• _Cel A_:
Które tytuły ze spisu treści tekstu o Pani Wszystkich Narodów zawierają słowo „Matka”? Wypisz wszystkie.
• _Cel B_:
Odpowiedz krótko na pytania do tekstu o Pani Wszystkich Narodów.
(i) Kto jest podpisany pod cytatem otwierającym tekst?
(ii) Ile razy, według tekstu, Matka Boża używa w swoich Orędziach swojego nowego tytułu?
(iii) Jaka data stoi przy słowach „Pani Wszystkich Narodów” na samym końcu?
• _Cel C_:
Poprowadź dalej tekst o Pani Wszystkich Narodów od miejsca, w którym się urywa.

• _Tekst do przeczytania_:
_ _ _ _

Ludzkości potrzeba matki. Dlatego Ojciec wszelkiego życia pomyślał o Matce, którą dał Słowu przedwiecznemu na Jego wyprawę przez Nazaret w świat.

kard. Stefan Wyszyński

Tytuł: „Pani Wszystkich Narodów”.

Spis treści: „Najpierw musiało mieć miejsce życie Pani Wszystkich Narodów”.│Pani i Matka│„Teraz nadszedł czas, aby Ona zaniosła ten tytuł światu”.│Jej tytuł: „Pani Wszystkich Narodów jest zwięzłym przedstawieniem nowego dogmatu. „Ona, pod tym tytułem, uratuje świat”.│„Pani Wszystkich Narodów jest tutaj, wszędzie, aby wam pomóc”.Obietnice Maryi w nawiązaniu do Jej tytułu: Ona może nam pomóc.│Matka dla wszystkich│Ona pokona szatana│Matka Kościoła Matki│ Prawdziwy ekumenizm i jedność│Pokój i ratunek

Jeśli zastanowimy się przez chwilę nad tym, że Matka Boża używa w swoich Orędziach swojego nowego tytułu ponad 150 razy, to musi on mieć olbrzymie znaczenie.

„Najpierw musiało mieć miejsce życie

Pani Wszystkich Narodów(05.10.1952).

_ _ _ _

• _Zapisy wskazujące nazwane obiekty_:
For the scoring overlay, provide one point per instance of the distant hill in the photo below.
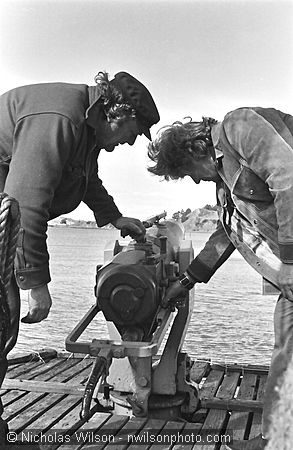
(201, 219)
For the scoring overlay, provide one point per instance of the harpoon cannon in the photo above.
(130, 287)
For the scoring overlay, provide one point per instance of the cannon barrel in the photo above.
(130, 287)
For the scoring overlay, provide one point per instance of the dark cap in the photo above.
(140, 98)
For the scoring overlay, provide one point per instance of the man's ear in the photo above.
(96, 114)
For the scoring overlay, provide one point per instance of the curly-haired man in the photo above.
(249, 155)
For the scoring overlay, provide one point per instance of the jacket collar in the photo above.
(94, 113)
(215, 133)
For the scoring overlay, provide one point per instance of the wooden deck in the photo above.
(42, 399)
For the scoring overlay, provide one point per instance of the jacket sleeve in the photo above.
(99, 201)
(41, 146)
(215, 252)
(265, 144)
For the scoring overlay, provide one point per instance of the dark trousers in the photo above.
(282, 355)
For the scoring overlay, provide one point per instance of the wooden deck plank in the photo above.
(199, 370)
(212, 383)
(152, 426)
(41, 374)
(33, 412)
(188, 430)
(44, 386)
(208, 390)
(132, 427)
(72, 432)
(30, 398)
(243, 368)
(170, 431)
(257, 417)
(104, 434)
(216, 420)
(238, 421)
(78, 432)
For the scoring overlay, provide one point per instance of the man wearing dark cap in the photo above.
(50, 137)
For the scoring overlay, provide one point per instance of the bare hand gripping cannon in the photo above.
(130, 287)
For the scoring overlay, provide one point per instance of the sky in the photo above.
(197, 58)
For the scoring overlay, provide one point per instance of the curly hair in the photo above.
(115, 107)
(177, 145)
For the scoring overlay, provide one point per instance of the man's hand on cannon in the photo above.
(39, 305)
(285, 280)
(177, 293)
(130, 226)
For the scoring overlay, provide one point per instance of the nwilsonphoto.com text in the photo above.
(145, 437)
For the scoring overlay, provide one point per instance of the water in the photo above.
(231, 321)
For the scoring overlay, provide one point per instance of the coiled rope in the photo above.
(9, 228)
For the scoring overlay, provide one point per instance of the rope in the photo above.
(9, 228)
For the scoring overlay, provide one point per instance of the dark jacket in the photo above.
(254, 147)
(48, 159)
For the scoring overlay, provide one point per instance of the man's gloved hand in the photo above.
(176, 294)
(130, 226)
(39, 305)
(285, 280)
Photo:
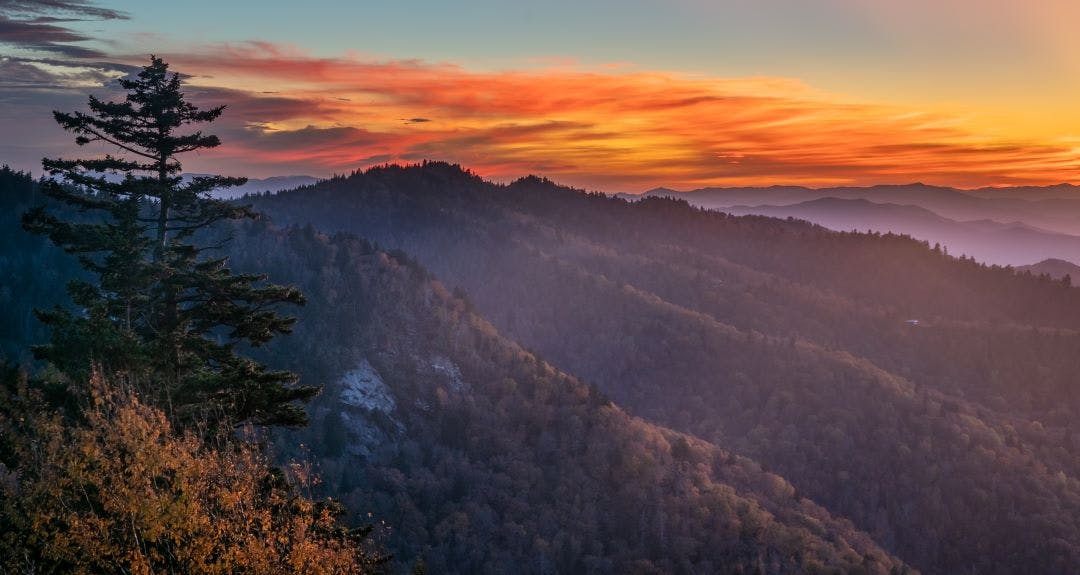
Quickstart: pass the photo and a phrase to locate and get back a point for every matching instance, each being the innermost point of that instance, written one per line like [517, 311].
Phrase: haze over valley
[640, 288]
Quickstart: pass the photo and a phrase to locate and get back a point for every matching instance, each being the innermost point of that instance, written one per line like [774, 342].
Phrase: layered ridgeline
[928, 399]
[481, 457]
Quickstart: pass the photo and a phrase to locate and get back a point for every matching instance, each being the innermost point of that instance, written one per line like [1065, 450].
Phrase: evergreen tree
[162, 309]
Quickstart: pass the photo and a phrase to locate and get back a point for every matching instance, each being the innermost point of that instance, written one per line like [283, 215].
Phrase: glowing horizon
[616, 128]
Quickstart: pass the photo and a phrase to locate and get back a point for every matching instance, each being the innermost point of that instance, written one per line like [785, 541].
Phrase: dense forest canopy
[514, 377]
[914, 392]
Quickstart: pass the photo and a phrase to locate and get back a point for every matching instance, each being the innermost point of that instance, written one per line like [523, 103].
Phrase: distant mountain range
[256, 185]
[1006, 226]
[1056, 268]
[994, 242]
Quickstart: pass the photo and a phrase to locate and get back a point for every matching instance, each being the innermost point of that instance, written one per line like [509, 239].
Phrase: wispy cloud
[609, 129]
[37, 26]
[604, 129]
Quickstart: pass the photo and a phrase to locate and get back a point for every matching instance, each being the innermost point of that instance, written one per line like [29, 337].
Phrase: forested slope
[476, 455]
[950, 440]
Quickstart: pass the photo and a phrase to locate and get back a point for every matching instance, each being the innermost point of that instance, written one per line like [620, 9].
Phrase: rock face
[362, 387]
[366, 401]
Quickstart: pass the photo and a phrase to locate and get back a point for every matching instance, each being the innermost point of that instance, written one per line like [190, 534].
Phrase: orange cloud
[610, 130]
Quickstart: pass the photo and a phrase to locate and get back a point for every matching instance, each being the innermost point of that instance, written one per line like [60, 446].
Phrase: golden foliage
[123, 492]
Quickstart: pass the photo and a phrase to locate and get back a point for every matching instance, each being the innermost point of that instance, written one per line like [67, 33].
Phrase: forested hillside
[477, 456]
[929, 399]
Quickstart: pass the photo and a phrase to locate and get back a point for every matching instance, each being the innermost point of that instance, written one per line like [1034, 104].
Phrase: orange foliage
[123, 492]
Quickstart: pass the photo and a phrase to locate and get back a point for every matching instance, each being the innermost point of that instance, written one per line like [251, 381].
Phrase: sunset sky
[619, 95]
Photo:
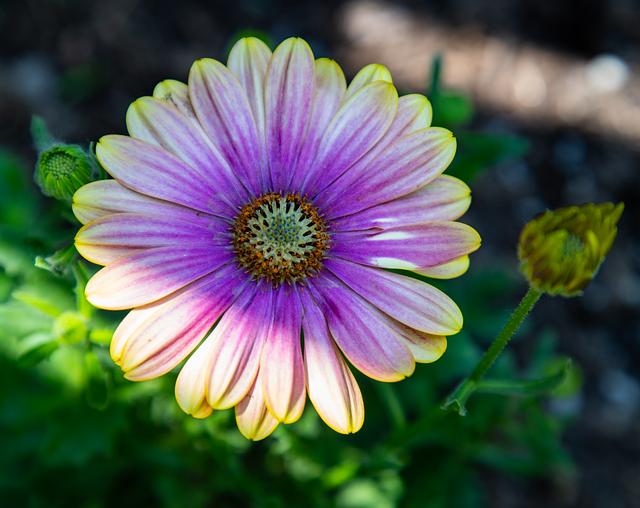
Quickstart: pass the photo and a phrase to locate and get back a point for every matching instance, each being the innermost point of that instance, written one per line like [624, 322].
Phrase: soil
[79, 64]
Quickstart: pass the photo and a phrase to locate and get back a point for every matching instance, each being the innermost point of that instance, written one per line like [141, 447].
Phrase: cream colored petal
[448, 270]
[254, 419]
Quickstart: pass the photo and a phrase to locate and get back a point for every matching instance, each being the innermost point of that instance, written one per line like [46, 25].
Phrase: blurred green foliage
[77, 434]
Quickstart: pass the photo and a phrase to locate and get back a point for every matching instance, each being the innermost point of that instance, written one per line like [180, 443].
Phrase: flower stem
[391, 400]
[461, 394]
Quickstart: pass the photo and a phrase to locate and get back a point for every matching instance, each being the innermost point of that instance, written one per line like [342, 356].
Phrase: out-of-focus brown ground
[526, 63]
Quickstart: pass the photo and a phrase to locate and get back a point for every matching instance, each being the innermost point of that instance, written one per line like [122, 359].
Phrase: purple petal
[407, 300]
[404, 167]
[150, 170]
[155, 121]
[425, 347]
[355, 129]
[177, 94]
[444, 199]
[235, 359]
[414, 113]
[225, 114]
[248, 62]
[166, 337]
[106, 197]
[281, 365]
[147, 276]
[289, 92]
[112, 237]
[361, 331]
[332, 388]
[190, 385]
[407, 247]
[330, 89]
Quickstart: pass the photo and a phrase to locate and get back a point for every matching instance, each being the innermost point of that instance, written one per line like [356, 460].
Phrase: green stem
[390, 398]
[460, 396]
[507, 332]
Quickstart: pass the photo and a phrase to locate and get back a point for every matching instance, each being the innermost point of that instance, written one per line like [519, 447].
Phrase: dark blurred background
[563, 74]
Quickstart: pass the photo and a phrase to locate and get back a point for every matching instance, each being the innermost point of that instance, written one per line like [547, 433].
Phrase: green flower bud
[62, 170]
[560, 251]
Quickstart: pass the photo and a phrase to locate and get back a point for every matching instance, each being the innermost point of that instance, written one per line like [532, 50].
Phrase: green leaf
[40, 133]
[477, 151]
[59, 262]
[532, 388]
[82, 277]
[33, 357]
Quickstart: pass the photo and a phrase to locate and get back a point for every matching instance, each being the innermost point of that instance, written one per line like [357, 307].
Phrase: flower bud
[560, 251]
[62, 170]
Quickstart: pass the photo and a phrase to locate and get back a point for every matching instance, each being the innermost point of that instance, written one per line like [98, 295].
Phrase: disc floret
[280, 238]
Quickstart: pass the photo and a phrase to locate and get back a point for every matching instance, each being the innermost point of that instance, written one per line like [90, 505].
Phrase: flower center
[280, 238]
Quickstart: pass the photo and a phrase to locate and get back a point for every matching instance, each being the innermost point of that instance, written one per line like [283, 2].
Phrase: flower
[560, 251]
[267, 197]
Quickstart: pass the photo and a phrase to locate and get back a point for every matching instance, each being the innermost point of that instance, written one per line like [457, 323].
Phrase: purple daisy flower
[267, 196]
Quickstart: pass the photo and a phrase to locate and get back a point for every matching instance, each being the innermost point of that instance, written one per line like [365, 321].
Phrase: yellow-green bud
[62, 170]
[560, 251]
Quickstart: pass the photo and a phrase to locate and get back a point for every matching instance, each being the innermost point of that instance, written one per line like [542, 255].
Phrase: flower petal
[404, 167]
[190, 385]
[281, 365]
[254, 420]
[106, 197]
[448, 270]
[425, 347]
[147, 276]
[289, 92]
[414, 113]
[166, 338]
[157, 122]
[112, 237]
[225, 115]
[361, 331]
[150, 170]
[355, 129]
[330, 89]
[407, 247]
[368, 74]
[235, 359]
[176, 93]
[333, 390]
[407, 300]
[444, 199]
[248, 62]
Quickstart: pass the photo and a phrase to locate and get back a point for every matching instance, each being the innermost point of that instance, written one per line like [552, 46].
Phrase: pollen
[280, 238]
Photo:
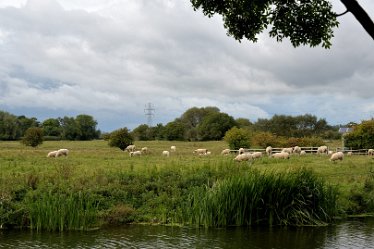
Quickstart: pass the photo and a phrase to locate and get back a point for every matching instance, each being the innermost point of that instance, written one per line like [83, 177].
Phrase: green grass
[97, 185]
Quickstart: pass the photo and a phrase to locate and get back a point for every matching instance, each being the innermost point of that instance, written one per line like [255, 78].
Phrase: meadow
[98, 185]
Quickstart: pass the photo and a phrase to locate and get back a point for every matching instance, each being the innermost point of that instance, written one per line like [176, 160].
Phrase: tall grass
[298, 198]
[56, 211]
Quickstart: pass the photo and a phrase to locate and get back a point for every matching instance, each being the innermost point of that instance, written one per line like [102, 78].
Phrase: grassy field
[100, 185]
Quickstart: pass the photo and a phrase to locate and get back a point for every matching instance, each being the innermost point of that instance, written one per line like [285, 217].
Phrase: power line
[149, 113]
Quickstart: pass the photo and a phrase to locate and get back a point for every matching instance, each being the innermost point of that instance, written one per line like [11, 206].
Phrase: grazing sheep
[269, 150]
[130, 148]
[322, 150]
[200, 151]
[287, 150]
[62, 152]
[296, 150]
[135, 153]
[173, 148]
[225, 152]
[144, 150]
[337, 156]
[243, 157]
[256, 155]
[52, 153]
[281, 155]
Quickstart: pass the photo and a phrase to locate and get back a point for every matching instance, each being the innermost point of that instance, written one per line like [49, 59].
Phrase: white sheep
[62, 152]
[322, 149]
[296, 150]
[135, 153]
[130, 148]
[52, 153]
[281, 155]
[337, 156]
[243, 157]
[225, 152]
[144, 150]
[269, 150]
[200, 151]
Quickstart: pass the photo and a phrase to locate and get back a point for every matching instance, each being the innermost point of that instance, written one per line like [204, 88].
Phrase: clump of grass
[58, 211]
[297, 198]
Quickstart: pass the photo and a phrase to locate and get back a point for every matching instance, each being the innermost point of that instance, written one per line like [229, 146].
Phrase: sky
[110, 58]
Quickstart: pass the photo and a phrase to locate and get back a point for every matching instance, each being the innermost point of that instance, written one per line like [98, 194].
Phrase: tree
[238, 138]
[214, 126]
[120, 138]
[33, 137]
[303, 22]
[86, 126]
[51, 127]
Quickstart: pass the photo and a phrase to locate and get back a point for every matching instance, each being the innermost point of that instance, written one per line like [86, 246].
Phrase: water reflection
[349, 234]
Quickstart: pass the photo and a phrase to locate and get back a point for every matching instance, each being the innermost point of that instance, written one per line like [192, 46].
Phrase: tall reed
[294, 198]
[58, 211]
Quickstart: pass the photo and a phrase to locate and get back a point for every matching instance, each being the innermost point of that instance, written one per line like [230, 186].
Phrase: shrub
[33, 137]
[238, 138]
[120, 138]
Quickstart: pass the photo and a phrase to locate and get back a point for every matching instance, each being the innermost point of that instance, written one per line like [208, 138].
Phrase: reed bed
[293, 198]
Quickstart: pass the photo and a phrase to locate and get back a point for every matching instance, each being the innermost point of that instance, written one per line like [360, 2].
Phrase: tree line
[195, 124]
[81, 127]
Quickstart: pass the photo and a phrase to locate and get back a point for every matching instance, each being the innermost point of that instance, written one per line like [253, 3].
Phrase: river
[355, 233]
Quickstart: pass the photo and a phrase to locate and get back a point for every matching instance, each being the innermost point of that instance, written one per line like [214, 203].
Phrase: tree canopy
[307, 22]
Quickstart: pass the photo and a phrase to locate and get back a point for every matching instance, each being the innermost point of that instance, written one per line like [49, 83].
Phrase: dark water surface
[357, 233]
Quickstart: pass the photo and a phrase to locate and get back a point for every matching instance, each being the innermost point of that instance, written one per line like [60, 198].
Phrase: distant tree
[362, 136]
[307, 22]
[8, 126]
[143, 133]
[51, 127]
[70, 130]
[214, 126]
[238, 138]
[120, 138]
[174, 130]
[33, 137]
[86, 126]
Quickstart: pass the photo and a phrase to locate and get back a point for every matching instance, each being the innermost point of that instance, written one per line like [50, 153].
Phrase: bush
[120, 138]
[33, 137]
[238, 138]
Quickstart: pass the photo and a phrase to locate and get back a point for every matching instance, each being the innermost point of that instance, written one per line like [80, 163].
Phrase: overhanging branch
[360, 14]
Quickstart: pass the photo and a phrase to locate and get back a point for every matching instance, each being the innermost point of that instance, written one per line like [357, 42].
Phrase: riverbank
[98, 185]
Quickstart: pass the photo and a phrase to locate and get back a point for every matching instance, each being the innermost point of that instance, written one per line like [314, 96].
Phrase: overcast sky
[109, 58]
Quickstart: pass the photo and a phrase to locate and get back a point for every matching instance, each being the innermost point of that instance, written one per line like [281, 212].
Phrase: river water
[356, 233]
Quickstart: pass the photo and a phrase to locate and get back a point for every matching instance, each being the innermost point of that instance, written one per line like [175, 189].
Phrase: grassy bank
[98, 185]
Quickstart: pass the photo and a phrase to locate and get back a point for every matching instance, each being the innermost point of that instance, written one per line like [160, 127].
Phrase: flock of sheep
[243, 154]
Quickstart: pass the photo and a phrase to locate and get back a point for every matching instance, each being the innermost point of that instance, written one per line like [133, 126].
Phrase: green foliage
[303, 22]
[33, 137]
[214, 126]
[238, 138]
[362, 136]
[295, 198]
[120, 138]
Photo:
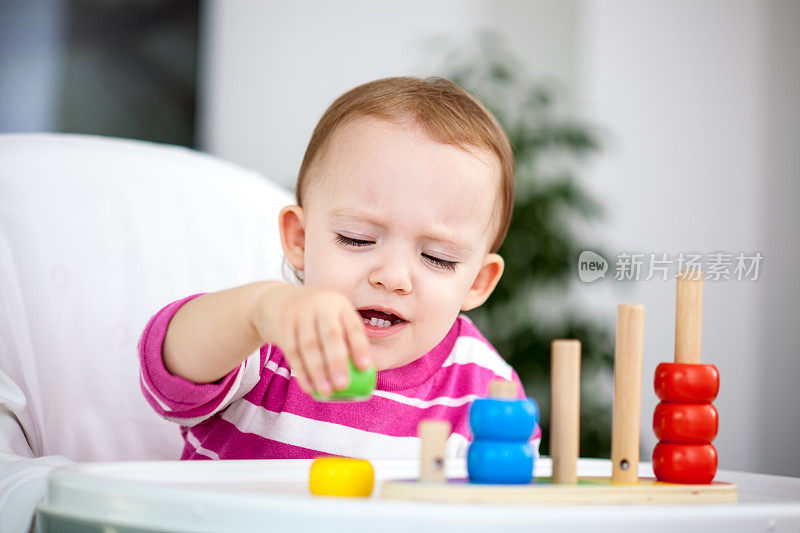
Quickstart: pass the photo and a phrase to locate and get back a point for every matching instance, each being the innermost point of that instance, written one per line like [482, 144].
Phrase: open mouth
[379, 319]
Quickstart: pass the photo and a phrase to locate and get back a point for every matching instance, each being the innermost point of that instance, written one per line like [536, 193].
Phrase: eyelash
[441, 263]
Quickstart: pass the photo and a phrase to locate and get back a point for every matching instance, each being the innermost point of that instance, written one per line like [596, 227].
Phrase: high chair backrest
[97, 234]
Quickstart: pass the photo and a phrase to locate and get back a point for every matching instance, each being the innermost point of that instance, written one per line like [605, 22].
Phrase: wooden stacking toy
[362, 383]
[341, 476]
[685, 422]
[501, 426]
[694, 387]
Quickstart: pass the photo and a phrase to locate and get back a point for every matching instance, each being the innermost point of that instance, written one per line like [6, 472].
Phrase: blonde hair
[444, 111]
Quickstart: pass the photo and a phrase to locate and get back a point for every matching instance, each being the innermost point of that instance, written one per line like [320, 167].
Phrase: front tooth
[378, 322]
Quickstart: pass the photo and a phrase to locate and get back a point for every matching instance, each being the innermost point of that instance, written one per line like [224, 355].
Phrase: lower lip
[379, 333]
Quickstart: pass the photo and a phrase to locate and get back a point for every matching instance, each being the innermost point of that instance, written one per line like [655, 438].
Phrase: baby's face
[400, 224]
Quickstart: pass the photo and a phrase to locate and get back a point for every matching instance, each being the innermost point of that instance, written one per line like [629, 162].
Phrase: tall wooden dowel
[627, 394]
[433, 434]
[689, 317]
[565, 401]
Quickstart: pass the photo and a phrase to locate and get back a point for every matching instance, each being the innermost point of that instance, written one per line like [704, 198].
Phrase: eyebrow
[349, 215]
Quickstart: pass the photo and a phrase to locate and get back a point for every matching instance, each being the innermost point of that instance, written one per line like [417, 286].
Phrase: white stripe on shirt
[424, 404]
[327, 437]
[468, 350]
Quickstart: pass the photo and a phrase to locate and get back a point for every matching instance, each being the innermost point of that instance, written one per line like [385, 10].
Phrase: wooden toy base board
[589, 490]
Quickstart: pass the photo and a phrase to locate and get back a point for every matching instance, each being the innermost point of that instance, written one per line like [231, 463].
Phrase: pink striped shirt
[258, 411]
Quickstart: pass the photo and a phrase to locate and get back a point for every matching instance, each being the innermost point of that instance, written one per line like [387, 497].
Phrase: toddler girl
[403, 198]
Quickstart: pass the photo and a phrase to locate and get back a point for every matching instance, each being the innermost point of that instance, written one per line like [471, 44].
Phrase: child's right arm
[316, 330]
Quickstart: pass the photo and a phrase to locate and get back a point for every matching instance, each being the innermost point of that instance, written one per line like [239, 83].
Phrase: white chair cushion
[96, 234]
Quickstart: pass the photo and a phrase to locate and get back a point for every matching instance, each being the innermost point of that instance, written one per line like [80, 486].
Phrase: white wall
[699, 103]
[270, 68]
[684, 90]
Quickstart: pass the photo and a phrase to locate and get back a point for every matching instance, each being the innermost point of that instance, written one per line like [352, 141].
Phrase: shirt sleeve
[178, 399]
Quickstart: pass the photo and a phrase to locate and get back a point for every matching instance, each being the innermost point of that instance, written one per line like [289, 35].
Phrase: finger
[357, 340]
[311, 354]
[334, 349]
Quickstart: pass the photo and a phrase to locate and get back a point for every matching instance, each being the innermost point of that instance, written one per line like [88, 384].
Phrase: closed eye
[441, 263]
[347, 241]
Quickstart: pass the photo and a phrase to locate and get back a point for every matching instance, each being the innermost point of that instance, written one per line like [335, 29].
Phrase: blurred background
[647, 132]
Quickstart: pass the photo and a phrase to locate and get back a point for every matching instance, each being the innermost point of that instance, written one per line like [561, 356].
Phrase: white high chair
[97, 234]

_ _ _ _

• _Odpowiedź A_:
Pani i Matka
Matka dla wszystkich
Matka Kościoła Matki

• _Odpowiedź B_:
(i) Kard. Stefan Wyszyński.
(ii) Ponad 150 razy.
(iii) 05.10.1952.

• _Odpowiedź C_:
Już w pierwszym swoim Orędziu Matka Boża zapowiada: „Będą mnie nazywać 'Panią', 'Matką' (25.03.1945). Ale to nie był jeszcze Jej pełny tytuł. Dopiero po tym, jak papież Pius XII ogłosił 1 listopada 1950 r. dogmat o Wniebowzięciu Najświętszej Maryi Panny, Matka Boża przedstawia go w kolejnym Orędziu mówiąc: „Dziecko, stoję na tej kuli ziemskiej, ponieważ chcę być nazywana Panią Wszystkich Narodów (16.11.1950).

Dlaczego Matka Boża podczas poprzednich pięciu lat nie wspomniała ani razu o swoim nowym tytule, wyjaśnia sama: „Dlaczego dopiero teraz pojawia się na świecie 'Pani Wszystkich Narodów'? ponieważ Pan ten czas wybrał. Inne dogmaty musiały najpierw zostać ogłoszone, tak jak musiało najpierw mieć miejsce życie Pani Wszystkich Narodów. Wszystkie poprzedzające dogmaty obejmują życie i odejście Pani. Teologom wystarczy to proste wyjaśnienie. Kilka wierszy dalej Matka Boża uzasadnia swój nowy tytuł słowami Jej Syna:

„Przy odejściu Pana Jezusa Chrystusa, dał On narodom w ostatnim Swym geście Miriam albo Maryję jako 'Matkę Wszystkich Narodów'. Wypowiedział wtedy następujące słowa: 'Niewiasto, oto syn Twój Oto Matka twoja'. Jeden gest i Miriam albo Maryja otrzymała poprzez te słowa ten nowy tytuł (05.10.1952).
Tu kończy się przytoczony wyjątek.